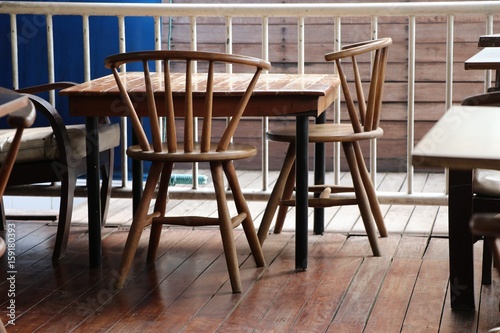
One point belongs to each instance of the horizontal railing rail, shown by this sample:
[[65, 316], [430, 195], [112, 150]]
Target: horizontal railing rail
[[411, 11]]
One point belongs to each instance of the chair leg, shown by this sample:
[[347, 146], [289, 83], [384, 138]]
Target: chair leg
[[107, 182], [242, 207], [361, 197], [68, 185], [370, 191], [277, 194], [226, 228], [161, 207], [138, 224], [287, 194], [487, 262], [3, 225]]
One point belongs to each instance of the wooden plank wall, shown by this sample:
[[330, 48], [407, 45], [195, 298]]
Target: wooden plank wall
[[319, 34]]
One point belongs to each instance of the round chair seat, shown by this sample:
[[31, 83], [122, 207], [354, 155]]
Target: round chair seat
[[235, 151], [325, 133]]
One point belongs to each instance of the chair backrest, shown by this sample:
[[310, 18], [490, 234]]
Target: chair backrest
[[167, 83], [486, 99], [20, 114], [366, 116]]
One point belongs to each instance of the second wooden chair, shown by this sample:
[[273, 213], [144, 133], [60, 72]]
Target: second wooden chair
[[364, 125]]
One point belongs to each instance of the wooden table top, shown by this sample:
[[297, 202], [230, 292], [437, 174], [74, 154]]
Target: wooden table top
[[275, 94], [466, 137], [488, 58]]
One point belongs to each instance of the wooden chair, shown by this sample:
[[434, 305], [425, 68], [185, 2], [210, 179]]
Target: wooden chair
[[57, 153], [219, 153], [485, 184], [21, 114], [364, 125]]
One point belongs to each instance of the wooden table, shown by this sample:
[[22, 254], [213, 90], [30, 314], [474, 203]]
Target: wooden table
[[296, 95], [11, 101], [492, 40], [465, 138], [486, 59]]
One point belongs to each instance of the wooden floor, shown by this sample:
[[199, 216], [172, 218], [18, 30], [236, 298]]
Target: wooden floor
[[345, 288]]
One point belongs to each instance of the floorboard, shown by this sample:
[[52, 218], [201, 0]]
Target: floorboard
[[187, 289]]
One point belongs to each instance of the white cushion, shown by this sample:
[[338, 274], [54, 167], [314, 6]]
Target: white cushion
[[39, 143], [487, 182]]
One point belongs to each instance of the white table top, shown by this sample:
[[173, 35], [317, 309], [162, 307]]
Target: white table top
[[466, 137], [487, 58]]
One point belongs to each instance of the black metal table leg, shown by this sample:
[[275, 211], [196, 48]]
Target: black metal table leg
[[94, 194], [301, 169], [461, 240]]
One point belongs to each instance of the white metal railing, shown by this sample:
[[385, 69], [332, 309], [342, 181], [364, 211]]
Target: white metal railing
[[265, 11]]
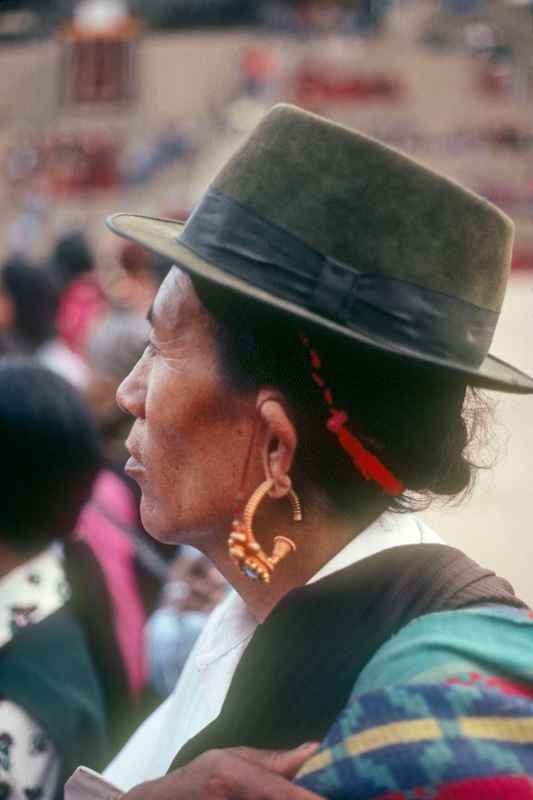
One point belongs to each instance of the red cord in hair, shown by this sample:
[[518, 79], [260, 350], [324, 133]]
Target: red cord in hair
[[363, 460]]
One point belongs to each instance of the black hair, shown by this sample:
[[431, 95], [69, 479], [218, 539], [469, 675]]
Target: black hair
[[71, 257], [421, 422], [35, 301], [50, 452]]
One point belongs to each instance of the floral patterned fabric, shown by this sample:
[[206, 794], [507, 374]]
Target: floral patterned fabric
[[29, 762]]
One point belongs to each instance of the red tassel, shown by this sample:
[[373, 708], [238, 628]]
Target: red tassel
[[366, 462]]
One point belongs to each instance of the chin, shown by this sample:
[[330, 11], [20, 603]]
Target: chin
[[169, 532]]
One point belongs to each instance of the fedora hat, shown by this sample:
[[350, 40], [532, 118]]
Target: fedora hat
[[340, 230]]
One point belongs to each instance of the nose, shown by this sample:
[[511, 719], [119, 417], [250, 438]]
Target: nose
[[131, 393]]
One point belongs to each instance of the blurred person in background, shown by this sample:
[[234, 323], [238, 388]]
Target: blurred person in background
[[193, 589], [52, 712], [139, 279], [81, 300], [28, 320], [109, 522]]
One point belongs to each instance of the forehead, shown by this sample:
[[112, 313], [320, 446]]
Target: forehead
[[176, 304]]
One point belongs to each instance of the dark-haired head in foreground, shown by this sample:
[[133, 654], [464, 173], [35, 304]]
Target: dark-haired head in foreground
[[51, 455]]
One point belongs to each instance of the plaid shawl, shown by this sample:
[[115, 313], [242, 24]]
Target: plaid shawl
[[467, 737]]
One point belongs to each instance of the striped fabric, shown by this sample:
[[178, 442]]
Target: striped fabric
[[466, 733]]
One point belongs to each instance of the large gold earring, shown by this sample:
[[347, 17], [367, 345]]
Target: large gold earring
[[245, 551]]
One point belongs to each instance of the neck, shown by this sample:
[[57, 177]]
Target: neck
[[318, 538]]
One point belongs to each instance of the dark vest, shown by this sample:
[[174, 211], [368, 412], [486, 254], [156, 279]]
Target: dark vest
[[301, 664], [46, 669]]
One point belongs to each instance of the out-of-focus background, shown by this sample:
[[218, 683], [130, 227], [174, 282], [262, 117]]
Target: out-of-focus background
[[112, 106]]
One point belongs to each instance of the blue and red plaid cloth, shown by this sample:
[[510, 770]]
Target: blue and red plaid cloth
[[444, 711]]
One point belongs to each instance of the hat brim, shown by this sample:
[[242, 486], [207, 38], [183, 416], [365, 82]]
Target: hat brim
[[162, 237]]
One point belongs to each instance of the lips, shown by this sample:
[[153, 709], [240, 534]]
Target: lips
[[133, 468]]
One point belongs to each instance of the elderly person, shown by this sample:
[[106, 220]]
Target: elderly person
[[312, 372]]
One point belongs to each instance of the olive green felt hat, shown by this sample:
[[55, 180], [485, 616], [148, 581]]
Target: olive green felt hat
[[340, 230]]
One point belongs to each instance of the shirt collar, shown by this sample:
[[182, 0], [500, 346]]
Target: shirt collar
[[232, 623], [32, 592]]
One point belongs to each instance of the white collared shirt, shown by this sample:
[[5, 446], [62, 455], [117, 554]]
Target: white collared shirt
[[204, 682]]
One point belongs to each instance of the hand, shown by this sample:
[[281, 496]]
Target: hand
[[239, 773]]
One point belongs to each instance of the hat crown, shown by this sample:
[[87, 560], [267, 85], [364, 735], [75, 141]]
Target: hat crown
[[368, 206]]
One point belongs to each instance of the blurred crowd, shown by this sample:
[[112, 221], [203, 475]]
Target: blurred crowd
[[78, 574]]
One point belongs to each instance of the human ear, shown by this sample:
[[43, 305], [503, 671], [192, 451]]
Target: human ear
[[279, 441]]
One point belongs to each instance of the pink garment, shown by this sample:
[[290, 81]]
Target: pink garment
[[101, 525], [80, 305]]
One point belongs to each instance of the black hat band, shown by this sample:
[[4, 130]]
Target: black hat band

● WHAT YOU HAVE TO DO
Turn all the lines of the items above into a numbered list, omitting blank lines and leaving out the pictures.

● CORRECT ANSWER
1. One point belongs to each instance of the horizontal railing rail, shown by this sample:
2. [[65, 316], [430, 195], [112, 150]]
3. Target: horizontal railing rail
4. [[411, 11]]
5. One point belongs to each instance of the chair leg, shown by this sample:
6. [[347, 146], [289, 83], [384, 138]]
7. Target: chair leg
8. [[107, 182], [242, 207], [361, 197], [68, 185], [370, 191], [277, 194], [226, 228], [161, 207], [138, 224], [287, 194], [487, 262], [3, 225]]
9. One point belongs to each instance of the wooden plank wall, shown by this sample:
10. [[330, 48], [407, 45], [195, 298]]
11. Target: wooden plank wall
12. [[319, 34]]
13. One point belongs to each instance of the round chair seat, shown by this sample:
14. [[31, 83], [122, 207], [354, 155]]
15. Target: round chair seat
16. [[235, 151], [325, 133]]
17. One point belongs to each instance of the chair backrest, shown by this sample:
18. [[310, 18], [490, 234]]
19. Target: chair backrest
20. [[167, 83], [486, 99], [20, 114], [366, 116]]
21. One point belongs to each instance of the second wooden chair, shown by this sample:
22. [[273, 213], [144, 133], [60, 72]]
23. Target: second wooden chair
24. [[364, 125]]
25. One point belongs to each instance of the wooden table top, shown by this sample:
26. [[297, 202], [230, 292], [437, 174], [74, 154]]
27. Target: wooden table top
28. [[275, 94], [466, 137], [488, 58]]
29. One point belongs to each instance of the wooden chair, shown by this sample:
30. [[434, 305], [425, 68], [185, 2], [210, 179]]
31. Target: wooden chair
32. [[57, 153], [219, 153], [485, 184], [21, 114], [364, 125]]
33. One point belongs to each instance of the wooden table, shown by this sample:
34. [[22, 254], [213, 90], [30, 314], [474, 203]]
35. Target: wooden table
36. [[296, 95], [11, 101], [492, 40], [465, 138], [486, 59]]
37. One point belongs to each instance of the wooden floor, shown by this sample:
38. [[199, 216], [172, 218], [18, 30], [236, 298]]
39. Target: wooden floor
40. [[345, 288]]
41. One point belongs to each instance of the floorboard, shown by this sample:
42. [[52, 218], [201, 0]]
43. Target: floorboard
44. [[187, 289]]
45. One point belongs to each instance of the white cushion, shown by this sample:
46. [[338, 274], [54, 167], [314, 6]]
47. Target: white cushion
48. [[39, 143], [487, 182]]
49. One point belongs to each instance of the white table top, shown by this sample:
50. [[173, 35], [317, 309], [162, 307]]
51. Target: white table top
52. [[466, 137], [487, 58]]
53. One point belongs to each instance of the black metal table leg, shown by this sample:
54. [[275, 211], [196, 48]]
55. Target: black metal table leg
56. [[94, 194], [301, 169], [461, 240]]
57. One point belongs to each instance of the white metal railing, shown by this sample:
58. [[385, 69], [332, 309], [342, 181], [364, 211]]
59. Target: white metal railing
60. [[265, 11]]
61. One point belongs to each instance of the red cord in hair, shown by this sample:
62. [[518, 79], [260, 350], [324, 133]]
63. Target: red cord in hair
64. [[363, 460]]
65. One point belongs to each instance of the black hair, shown by this sample:
66. [[431, 95], [69, 479], [218, 539], [469, 675]]
67. Target: black hair
68. [[71, 257], [421, 422], [35, 301], [50, 452]]
69. One point belongs to each instance of the floral patterned fabric, shown by this sample:
70. [[206, 794], [507, 374]]
71. Target: floral patterned fabric
72. [[29, 762]]
73. One point belongs to each instance of the red tassel, shown by this sample:
74. [[373, 708], [238, 628]]
75. Target: red tassel
76. [[366, 462]]
77. One point belongs to each instance of the chin, shown by this sample:
78. [[330, 11], [20, 603]]
79. Target: chin
80. [[169, 532]]
81. One point belongs to each instance of the fedora hat, shown by this sample:
82. [[350, 40], [532, 118]]
83. Target: fedora hat
84. [[340, 230]]
85. One point belongs to each instance of the nose, shown by this sample:
86. [[511, 719], [119, 417], [250, 438]]
87. Target: nose
88. [[131, 393]]
89. One point belongs to each instance of the blurred person in background, shown by this sample:
90. [[234, 323], [238, 388]]
91. Target: blurred person in background
92. [[193, 589], [52, 712], [139, 279], [81, 300], [28, 320], [109, 522]]
93. One point belongs to each instance of the forehead, shown by this sample:
94. [[112, 313], [320, 446]]
95. Target: forehead
96. [[176, 304]]
97. One point belongs to each instance of the dark-haired head in foreground, shown by this sample:
98. [[133, 654], [464, 173], [35, 304]]
99. Target: dark-haired head in foreground
100. [[51, 455]]
101. One point belongs to each instance of the plaid shawl, shown by this sample:
102. [[115, 313], [242, 24]]
103. Target: plaid shawl
104. [[467, 737]]
105. One point belongs to each instance of the striped fabric, shown by this sample:
106. [[178, 442]]
107. Target: striped fabric
108. [[466, 733]]
109. One point belongs to each instance of the large gold earring, shown by this sample:
110. [[347, 17], [367, 345]]
111. Target: large gold earring
112. [[245, 551]]
113. One point belongs to each instance of the neck, shown by this sample:
114. [[57, 177]]
115. Target: neck
116. [[318, 538]]
117. One point belongs to each instance of the dark vest, shown by this sample:
118. [[174, 211], [368, 412], [486, 254], [156, 279]]
119. Target: dark vest
120. [[301, 664], [46, 669]]
121. One point belongs to each instance of the out-of-focus background, shown by this sample:
122. [[218, 683], [130, 227], [174, 282], [262, 117]]
123. Target: out-of-focus background
124. [[112, 106]]
125. One point belongs to each instance of the blue and red plaid cloth, shown by this sample:
126. [[510, 770]]
127. Target: blue and red plaid cloth
128. [[444, 711]]
129. One point belongs to each instance of the hat brim, shown by this sample:
130. [[242, 486], [207, 38], [183, 416], [365, 82]]
131. Target: hat brim
132. [[162, 237]]
133. One point belongs to each instance of the lips, shown by this sample:
134. [[153, 709], [240, 534]]
135. Target: lips
136. [[133, 468]]
137. One point belongs to each instance of the elderly person, shown by this sample:
138. [[106, 220]]
139. Target: elderly person
140. [[312, 372]]
141. One point belongs to each instance of the olive green felt hat, shown by this sample:
142. [[55, 180], [485, 616], [148, 581]]
143. Target: olive green felt hat
144. [[340, 230]]
145. One point belongs to each instance of the shirt collar, shown by this sample:
146. [[182, 0], [500, 346]]
147. Target: shirt collar
148. [[232, 623], [32, 592]]
149. One point belongs to each instance of the white collared shirt, shown by this sample:
150. [[5, 446], [62, 455], [117, 554]]
151. Target: white collared shirt
152. [[204, 682]]
153. One point belongs to each instance of the hand, shown by this sample:
154. [[281, 496]]
155. Target: hand
156. [[239, 773]]
157. One point belongs to each instance of the hat crown, shown by this sample:
158. [[87, 560], [267, 85], [364, 735], [75, 141]]
159. Target: hat crown
160. [[368, 206]]
161. One point belongs to each instance of the blurred crowd, shown by this sample:
162. [[112, 221], [203, 475]]
163. Target: blurred crowd
164. [[78, 574]]
165. One point belongs to each instance of the human ear, shown by this sample:
166. [[43, 305], [503, 671], [192, 451]]
167. Target: human ear
168. [[279, 441]]
169. One point belongs to each instance of the pink garment, shown by this sample:
170. [[290, 81]]
171. Target: pink garment
172. [[101, 525], [80, 305]]
173. One point belongs to each instance of the black hat band, shown by this sample:
174. [[4, 130]]
175. Target: black hat band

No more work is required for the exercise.